REQUIRED TASK
Could you put these records into a Markdown table with the columns Row and Line, one numbered row per line, skipping blank lines and leaving out the pictures?

═══ DATA FOR THIS EXERCISE ═══

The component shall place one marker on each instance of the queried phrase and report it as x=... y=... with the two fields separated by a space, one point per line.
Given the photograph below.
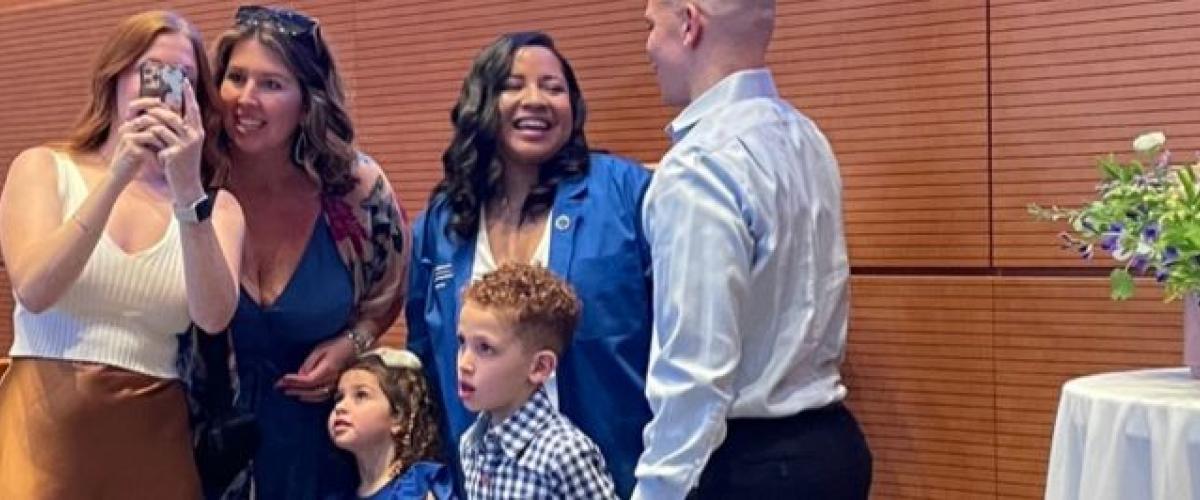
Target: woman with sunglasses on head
x=522 y=186
x=325 y=257
x=113 y=245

═══

PROBLEM SOLUTION
| Row | Line |
|---|---|
| 1 | The component shall place one marker on each instance of the queried phrase and report it as x=... y=... with the two fields separated by a space, one point per line. |
| 2 | Given the photograph below. |
| 3 | Target: woman with sunglasses on head |
| 4 | x=522 y=186 |
| 5 | x=325 y=257 |
| 6 | x=113 y=245 |